La Revue du Spectacle, le magazine des arts de la scène et du spectacle vivant. Infos théâtre, chanson, café-théâtre, cirque, arts de la rue, agenda, CD, etc.



Augmenter la taille du texte
Diminuer la taille du texte
Partager
Cirque & Rue

BIAC 2025 Avec "Passages", la contorsionniste Alice Rende défie la gravitation et l'imaginaire

Comme un obélisque haut de quatre mètres, se dresse un cube de plexiglas. Chaque face mesure quelques dizaines de centimètres de large. Largeur d'épaule. Voilà l'espace de jeu avec lequel la circassienne Alice Rende va devoir jouer.



© Emmanuel-Layani.
© Emmanuel-Layani.
Jouer de son corps, de sa souplesse, de l'élasticité de ses articulations pour se glisser à l'intérieur de cet obélisque par une trappe invisible. Elle porte une sorte de toge, capuche recouvrant sa tête, quelque chose de monastique dans ce costume dont elle se dépouille assez vite pour évoluer entre les quatre étroites parois de cet univers que ce simple monolithe parvient à créer.

Très vite vient le besoin de se séparer de l'excès de tissus sur ses membres et son visage pour découvrir les lois de ce nouvel univers. C'est une histoire de peau, de jonction épidermique avec la matière, de découverte. L'évolution de la contorsionniste commence alors dans un univers sonore totalement lié à ses mouvements. De ses mains d'abord, de ses pieds, ses cuisses, son dos, son visage, elle colle littéralement aux surfaces lisses du cube, s'élève puis glisse, et à chaque glissement le son amplifié de sa peau contre le plexiglas saisit. Une amplification pleine de réverbérations, de répétitions qui font penser au monde aquatique et qui se mêle à la création sonore de Chloé Levoy, elle aussi, créant un univers en profondeur, en échos, en tremblement, jusqu'à devenir nappes longues comme les vagues de l'océan.

Données fournies →

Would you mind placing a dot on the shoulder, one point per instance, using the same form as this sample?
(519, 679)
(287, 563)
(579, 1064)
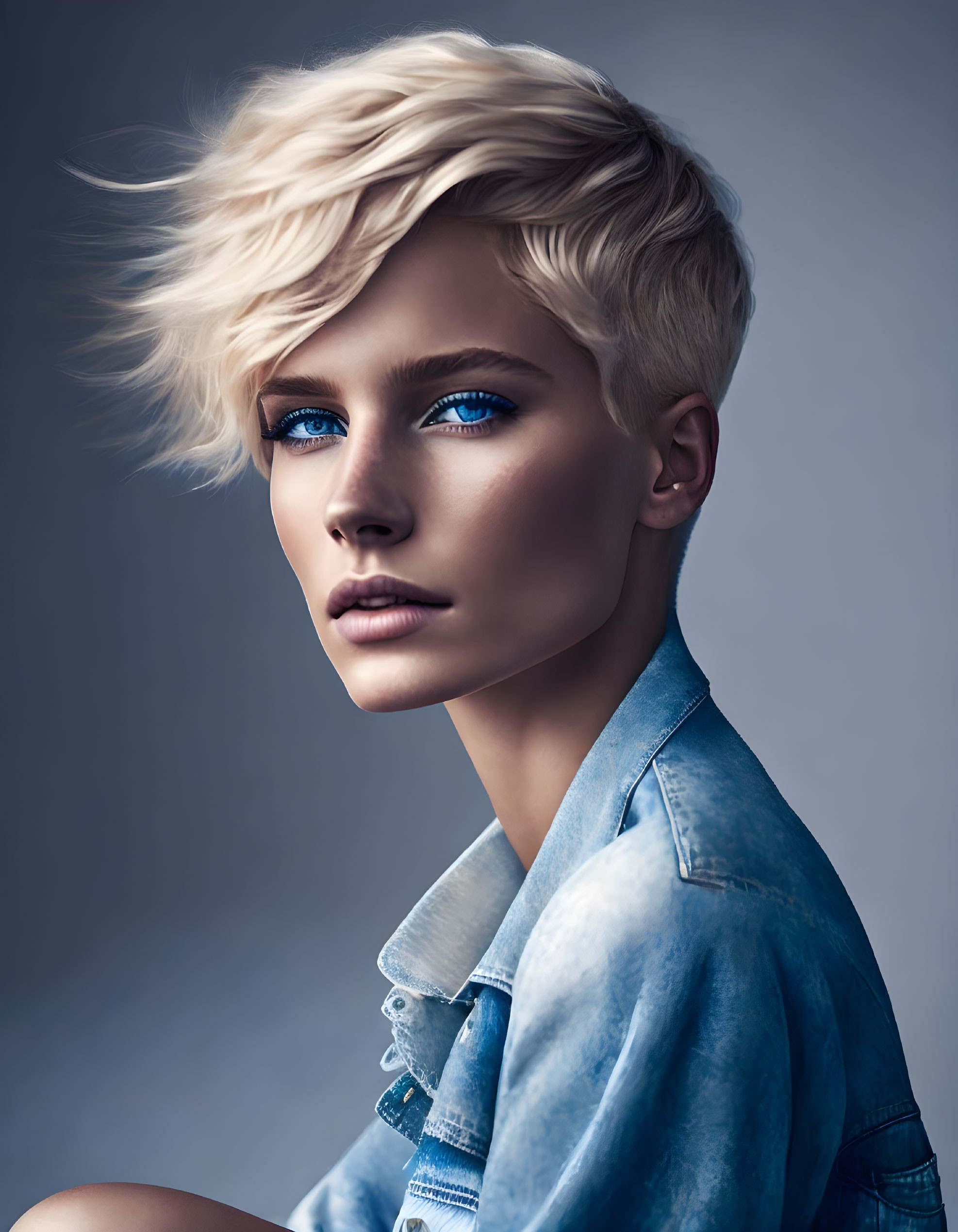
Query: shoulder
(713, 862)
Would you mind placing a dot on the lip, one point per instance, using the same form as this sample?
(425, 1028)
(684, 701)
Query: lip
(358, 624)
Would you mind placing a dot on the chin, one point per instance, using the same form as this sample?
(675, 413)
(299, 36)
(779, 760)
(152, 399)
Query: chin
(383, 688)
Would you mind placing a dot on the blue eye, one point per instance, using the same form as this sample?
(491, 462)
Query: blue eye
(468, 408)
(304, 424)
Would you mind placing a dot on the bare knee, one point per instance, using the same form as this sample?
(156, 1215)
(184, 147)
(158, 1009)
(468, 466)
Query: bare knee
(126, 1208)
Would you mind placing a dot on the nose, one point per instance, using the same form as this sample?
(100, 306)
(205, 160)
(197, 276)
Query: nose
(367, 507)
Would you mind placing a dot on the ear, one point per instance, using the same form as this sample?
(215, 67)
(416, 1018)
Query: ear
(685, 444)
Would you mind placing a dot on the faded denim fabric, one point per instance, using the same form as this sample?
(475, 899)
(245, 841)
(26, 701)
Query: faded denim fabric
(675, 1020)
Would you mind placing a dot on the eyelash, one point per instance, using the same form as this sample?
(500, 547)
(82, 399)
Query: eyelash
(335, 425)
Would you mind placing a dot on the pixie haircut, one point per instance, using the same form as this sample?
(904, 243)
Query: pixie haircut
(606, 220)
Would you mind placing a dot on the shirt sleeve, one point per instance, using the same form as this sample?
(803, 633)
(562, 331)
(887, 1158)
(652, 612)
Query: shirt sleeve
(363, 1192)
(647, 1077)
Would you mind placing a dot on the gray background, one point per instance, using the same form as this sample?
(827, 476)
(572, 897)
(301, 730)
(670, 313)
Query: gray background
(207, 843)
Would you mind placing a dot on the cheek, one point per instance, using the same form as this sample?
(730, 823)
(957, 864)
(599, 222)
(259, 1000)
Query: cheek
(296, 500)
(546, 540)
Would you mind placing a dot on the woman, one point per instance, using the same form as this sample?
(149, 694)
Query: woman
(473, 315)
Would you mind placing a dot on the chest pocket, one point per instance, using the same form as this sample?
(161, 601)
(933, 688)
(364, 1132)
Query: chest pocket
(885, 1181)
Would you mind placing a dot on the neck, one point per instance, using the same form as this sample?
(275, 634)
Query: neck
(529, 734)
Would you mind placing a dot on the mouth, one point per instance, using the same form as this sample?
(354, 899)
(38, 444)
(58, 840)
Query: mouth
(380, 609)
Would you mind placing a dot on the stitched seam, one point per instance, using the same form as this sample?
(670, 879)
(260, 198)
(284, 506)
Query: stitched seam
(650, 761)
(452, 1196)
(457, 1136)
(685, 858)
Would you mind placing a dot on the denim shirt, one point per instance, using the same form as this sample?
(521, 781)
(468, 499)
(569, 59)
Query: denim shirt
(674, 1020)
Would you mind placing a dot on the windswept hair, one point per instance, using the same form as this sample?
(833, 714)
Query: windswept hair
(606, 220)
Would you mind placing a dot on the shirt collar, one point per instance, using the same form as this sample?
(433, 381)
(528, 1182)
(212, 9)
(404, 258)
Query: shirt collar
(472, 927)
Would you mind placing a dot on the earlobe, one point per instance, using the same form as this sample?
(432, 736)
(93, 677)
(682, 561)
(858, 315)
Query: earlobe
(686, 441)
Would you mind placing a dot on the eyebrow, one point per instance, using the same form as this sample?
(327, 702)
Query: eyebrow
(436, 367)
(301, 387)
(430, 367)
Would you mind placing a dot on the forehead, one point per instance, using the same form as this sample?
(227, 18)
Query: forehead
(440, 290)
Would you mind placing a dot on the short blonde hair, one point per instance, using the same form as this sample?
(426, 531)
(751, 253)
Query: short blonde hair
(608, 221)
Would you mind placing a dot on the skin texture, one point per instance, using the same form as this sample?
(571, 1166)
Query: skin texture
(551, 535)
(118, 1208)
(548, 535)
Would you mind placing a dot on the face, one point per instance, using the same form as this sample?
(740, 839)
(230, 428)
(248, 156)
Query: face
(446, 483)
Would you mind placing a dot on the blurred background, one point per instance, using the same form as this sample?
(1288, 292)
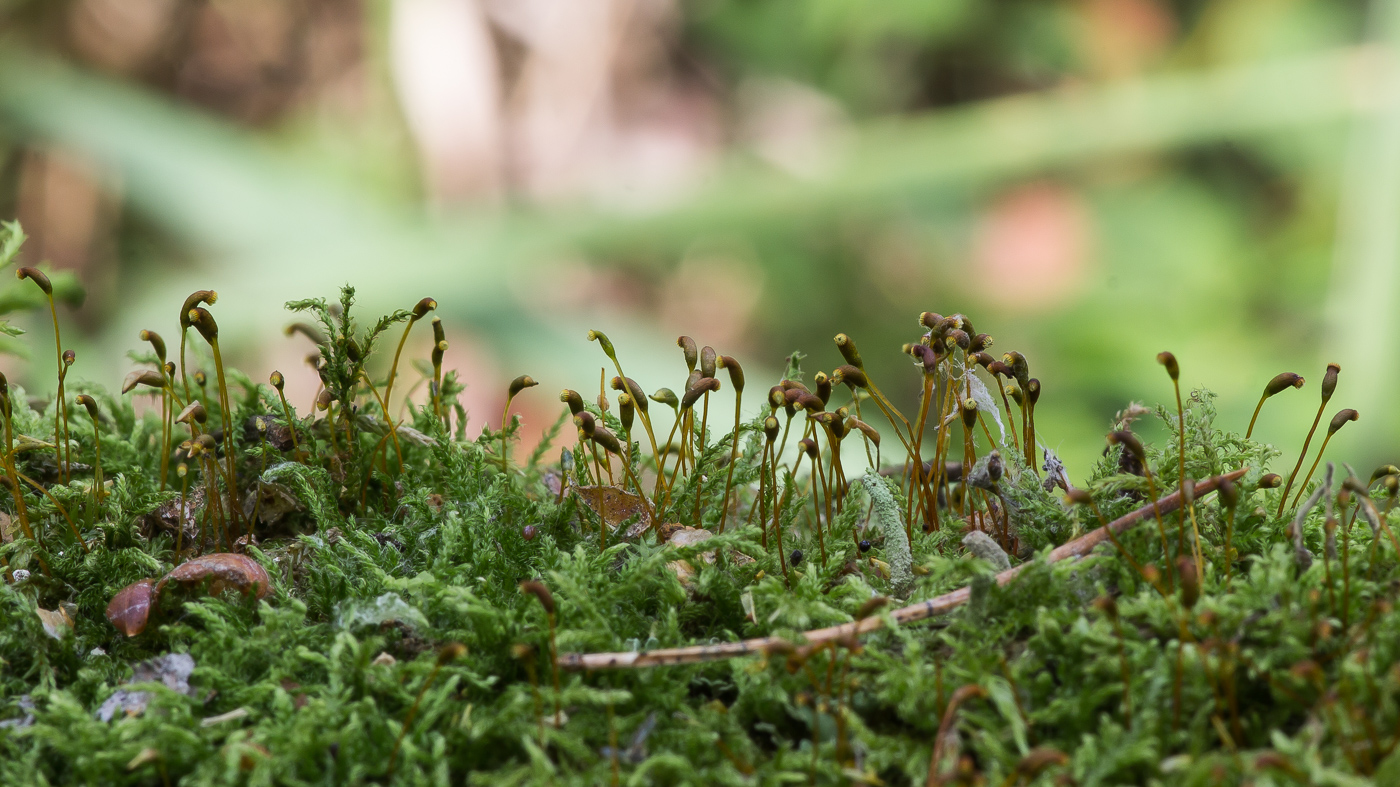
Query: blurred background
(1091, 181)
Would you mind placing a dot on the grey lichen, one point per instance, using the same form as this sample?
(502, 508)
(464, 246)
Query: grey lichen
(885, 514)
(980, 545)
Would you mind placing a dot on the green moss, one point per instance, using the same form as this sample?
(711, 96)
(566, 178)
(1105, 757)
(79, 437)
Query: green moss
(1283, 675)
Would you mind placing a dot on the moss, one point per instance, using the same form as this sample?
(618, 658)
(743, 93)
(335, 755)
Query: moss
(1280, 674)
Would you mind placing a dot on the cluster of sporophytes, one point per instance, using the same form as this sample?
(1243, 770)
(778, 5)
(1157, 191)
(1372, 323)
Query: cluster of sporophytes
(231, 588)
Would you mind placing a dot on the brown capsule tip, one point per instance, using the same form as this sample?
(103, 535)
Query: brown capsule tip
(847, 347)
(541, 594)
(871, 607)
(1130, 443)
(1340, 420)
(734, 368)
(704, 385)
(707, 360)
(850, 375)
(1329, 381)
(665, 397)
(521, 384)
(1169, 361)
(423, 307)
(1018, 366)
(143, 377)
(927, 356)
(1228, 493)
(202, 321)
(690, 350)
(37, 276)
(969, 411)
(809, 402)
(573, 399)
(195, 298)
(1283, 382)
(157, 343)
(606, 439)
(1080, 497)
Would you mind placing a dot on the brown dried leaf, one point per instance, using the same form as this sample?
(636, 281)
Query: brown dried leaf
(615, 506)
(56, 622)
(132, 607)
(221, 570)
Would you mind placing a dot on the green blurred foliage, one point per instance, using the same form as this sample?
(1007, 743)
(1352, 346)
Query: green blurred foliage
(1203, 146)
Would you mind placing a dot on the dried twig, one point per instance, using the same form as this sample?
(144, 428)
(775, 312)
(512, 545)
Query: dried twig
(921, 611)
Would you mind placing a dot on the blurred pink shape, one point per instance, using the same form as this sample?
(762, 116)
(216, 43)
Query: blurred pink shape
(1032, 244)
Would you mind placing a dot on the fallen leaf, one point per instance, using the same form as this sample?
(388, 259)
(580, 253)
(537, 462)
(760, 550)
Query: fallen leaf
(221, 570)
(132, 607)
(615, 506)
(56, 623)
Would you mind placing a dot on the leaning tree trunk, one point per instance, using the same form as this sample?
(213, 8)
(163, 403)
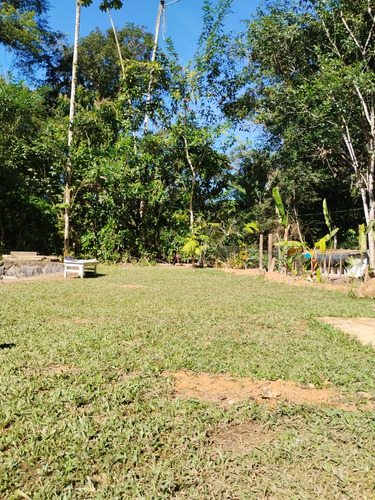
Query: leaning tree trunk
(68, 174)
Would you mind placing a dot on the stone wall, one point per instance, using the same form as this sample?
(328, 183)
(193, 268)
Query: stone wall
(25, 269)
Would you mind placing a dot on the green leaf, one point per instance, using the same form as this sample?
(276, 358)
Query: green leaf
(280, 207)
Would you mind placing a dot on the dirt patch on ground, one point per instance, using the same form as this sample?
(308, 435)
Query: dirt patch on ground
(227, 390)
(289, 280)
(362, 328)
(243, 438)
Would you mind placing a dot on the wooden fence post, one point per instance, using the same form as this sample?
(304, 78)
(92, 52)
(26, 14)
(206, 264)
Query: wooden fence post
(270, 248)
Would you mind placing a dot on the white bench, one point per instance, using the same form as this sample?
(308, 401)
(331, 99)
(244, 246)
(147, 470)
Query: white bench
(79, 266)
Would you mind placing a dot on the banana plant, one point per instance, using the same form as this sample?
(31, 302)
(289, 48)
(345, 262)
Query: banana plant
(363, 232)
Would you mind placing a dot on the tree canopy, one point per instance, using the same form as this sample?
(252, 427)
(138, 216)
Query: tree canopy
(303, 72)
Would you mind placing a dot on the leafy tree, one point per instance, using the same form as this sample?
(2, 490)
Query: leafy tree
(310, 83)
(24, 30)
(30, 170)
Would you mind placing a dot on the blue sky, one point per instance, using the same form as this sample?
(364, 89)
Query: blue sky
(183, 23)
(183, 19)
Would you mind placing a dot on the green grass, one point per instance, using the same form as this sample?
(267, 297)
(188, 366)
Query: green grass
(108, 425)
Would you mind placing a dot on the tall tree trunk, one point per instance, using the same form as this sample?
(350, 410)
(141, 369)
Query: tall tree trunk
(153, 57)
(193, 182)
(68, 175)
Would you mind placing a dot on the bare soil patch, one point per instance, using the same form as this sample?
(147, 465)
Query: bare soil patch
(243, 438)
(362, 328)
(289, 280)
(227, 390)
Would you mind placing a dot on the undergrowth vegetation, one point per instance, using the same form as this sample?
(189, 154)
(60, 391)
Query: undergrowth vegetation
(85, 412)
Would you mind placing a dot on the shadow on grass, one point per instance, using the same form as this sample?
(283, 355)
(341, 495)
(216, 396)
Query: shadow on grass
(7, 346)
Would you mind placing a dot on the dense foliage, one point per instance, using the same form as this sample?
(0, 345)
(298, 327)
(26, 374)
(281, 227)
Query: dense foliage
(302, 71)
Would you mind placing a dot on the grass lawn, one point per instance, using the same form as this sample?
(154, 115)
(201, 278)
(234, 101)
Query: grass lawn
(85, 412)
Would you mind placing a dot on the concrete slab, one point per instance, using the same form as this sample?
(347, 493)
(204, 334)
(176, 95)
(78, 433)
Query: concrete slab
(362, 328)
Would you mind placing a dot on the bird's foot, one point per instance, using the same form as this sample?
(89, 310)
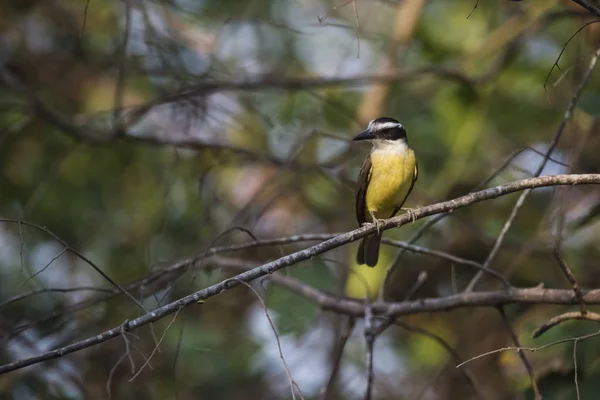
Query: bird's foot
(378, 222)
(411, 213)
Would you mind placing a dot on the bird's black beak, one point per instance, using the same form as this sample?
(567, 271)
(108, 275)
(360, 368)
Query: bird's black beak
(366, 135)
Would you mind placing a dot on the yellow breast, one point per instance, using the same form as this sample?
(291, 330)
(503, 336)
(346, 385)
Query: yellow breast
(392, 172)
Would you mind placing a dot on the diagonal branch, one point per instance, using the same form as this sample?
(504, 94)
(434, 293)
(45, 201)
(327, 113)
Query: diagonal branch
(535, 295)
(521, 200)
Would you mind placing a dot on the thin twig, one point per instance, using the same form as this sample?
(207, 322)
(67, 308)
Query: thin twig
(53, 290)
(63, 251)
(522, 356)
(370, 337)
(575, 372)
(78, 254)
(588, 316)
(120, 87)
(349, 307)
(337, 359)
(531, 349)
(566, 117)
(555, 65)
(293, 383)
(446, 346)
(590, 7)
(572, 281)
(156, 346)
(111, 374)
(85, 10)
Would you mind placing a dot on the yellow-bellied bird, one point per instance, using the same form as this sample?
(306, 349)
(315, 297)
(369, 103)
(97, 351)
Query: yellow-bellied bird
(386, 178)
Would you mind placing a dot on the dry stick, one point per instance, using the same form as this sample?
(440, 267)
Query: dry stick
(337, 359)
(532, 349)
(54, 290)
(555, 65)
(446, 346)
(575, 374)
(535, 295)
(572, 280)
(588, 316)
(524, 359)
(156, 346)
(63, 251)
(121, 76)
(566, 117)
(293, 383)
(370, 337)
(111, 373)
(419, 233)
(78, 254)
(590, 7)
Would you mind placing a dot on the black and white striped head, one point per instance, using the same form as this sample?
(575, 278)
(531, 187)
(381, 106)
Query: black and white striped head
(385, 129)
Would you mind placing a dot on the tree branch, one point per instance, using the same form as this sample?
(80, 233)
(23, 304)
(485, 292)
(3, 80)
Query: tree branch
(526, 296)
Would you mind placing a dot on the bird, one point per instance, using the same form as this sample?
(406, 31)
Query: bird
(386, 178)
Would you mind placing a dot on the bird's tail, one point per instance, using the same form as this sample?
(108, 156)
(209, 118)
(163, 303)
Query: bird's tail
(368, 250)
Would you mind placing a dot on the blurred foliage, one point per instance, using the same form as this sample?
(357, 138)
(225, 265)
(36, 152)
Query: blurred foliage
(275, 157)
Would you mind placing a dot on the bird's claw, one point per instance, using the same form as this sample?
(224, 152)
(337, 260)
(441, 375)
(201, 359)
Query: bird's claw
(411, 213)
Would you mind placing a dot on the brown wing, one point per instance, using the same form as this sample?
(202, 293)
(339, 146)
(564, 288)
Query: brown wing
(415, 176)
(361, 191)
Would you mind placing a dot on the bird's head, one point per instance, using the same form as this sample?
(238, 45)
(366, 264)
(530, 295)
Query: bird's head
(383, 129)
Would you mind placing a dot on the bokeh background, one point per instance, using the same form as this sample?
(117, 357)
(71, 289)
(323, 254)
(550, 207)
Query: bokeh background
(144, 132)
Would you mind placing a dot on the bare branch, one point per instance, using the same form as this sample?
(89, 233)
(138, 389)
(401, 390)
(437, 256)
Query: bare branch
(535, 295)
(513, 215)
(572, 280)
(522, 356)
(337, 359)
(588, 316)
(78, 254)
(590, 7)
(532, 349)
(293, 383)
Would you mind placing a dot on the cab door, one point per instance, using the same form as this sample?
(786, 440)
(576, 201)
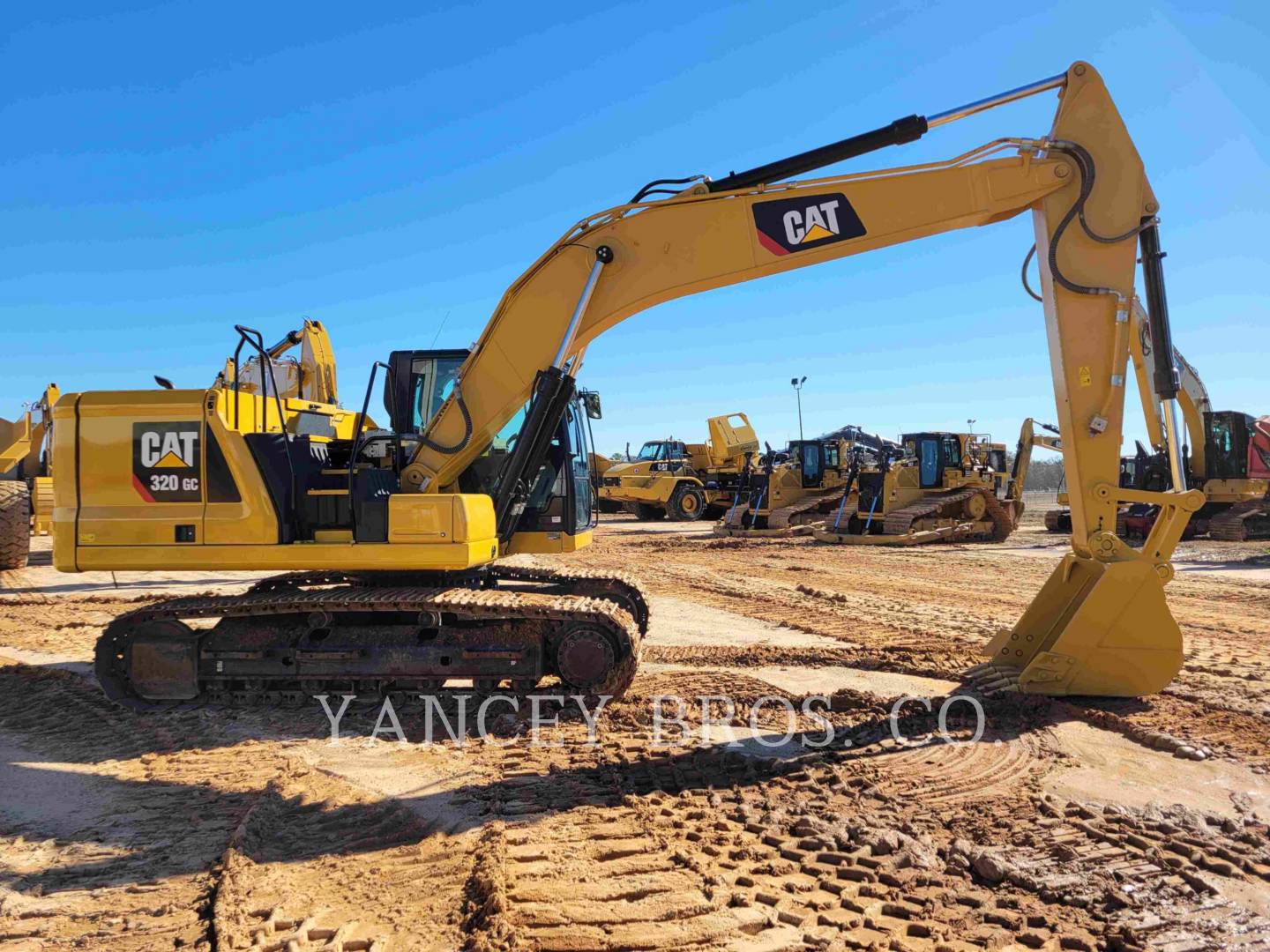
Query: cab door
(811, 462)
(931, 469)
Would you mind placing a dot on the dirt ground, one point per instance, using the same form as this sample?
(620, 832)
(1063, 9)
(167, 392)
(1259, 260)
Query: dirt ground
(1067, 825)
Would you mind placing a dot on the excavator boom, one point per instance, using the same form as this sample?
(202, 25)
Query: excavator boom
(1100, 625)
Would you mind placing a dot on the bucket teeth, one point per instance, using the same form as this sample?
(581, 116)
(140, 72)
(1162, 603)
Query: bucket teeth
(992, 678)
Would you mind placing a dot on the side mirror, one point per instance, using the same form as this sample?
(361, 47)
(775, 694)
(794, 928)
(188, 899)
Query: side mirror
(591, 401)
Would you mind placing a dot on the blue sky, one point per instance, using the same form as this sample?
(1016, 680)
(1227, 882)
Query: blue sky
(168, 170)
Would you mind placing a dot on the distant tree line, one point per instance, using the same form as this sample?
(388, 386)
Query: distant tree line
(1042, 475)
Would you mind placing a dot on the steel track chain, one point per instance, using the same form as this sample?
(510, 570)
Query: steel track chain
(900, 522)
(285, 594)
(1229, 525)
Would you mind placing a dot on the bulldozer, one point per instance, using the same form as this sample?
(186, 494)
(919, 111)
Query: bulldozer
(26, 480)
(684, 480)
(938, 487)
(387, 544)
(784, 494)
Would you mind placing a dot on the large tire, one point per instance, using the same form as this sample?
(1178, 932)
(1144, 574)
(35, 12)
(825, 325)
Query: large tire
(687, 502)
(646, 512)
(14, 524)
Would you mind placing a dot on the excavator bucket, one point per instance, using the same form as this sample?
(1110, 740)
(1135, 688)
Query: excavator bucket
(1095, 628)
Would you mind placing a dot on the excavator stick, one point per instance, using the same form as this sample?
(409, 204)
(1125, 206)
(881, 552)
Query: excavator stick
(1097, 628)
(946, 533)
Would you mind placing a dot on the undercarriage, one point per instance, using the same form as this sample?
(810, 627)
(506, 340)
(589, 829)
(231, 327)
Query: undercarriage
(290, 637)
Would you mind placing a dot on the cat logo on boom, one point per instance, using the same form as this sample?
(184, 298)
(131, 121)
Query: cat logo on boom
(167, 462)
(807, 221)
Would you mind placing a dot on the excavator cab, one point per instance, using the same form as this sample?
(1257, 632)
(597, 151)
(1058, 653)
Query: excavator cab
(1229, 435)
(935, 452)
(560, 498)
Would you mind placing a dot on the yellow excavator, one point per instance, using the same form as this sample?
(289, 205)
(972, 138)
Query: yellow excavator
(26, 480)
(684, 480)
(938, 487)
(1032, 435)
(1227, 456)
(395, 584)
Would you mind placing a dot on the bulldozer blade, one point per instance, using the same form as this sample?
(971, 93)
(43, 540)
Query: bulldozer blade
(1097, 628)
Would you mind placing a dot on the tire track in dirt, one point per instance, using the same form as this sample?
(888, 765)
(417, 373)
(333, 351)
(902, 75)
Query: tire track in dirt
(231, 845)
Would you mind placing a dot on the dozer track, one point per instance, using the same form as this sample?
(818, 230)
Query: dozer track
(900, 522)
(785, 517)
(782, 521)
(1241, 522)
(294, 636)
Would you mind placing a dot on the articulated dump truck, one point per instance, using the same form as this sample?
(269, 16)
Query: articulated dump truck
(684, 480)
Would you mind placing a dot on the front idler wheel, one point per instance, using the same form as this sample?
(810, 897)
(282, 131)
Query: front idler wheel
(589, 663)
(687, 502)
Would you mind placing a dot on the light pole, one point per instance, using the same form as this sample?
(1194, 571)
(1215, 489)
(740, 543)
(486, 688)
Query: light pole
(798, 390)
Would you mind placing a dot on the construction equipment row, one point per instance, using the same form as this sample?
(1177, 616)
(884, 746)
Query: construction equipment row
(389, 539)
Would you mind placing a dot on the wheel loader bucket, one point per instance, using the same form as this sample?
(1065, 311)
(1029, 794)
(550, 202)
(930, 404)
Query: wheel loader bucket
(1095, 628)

Énoncé du problème 1 → Recopiez le passage de l'extrait qui commence à « Comme un obélisque » et se termine à « va devoir jouer. ».
Énoncé du problème 2 → D'après l'extrait, quelle est la hauteur du cube de plexiglas ?
Les enregistrements n'ont aucun lien avec l'extrait.

Corrigé 1 →
Comme un obélisque haut de quatre mètres, se dresse un cube de plexiglas. Chaque face mesure quelques dizaines de centimètres de large. Largeur d'épaule. Voilà l'espace de jeu avec lequel la circassienne Alice Rende va devoir jouer.

Corrigé 2 → Il mesure quatre mètres de haut.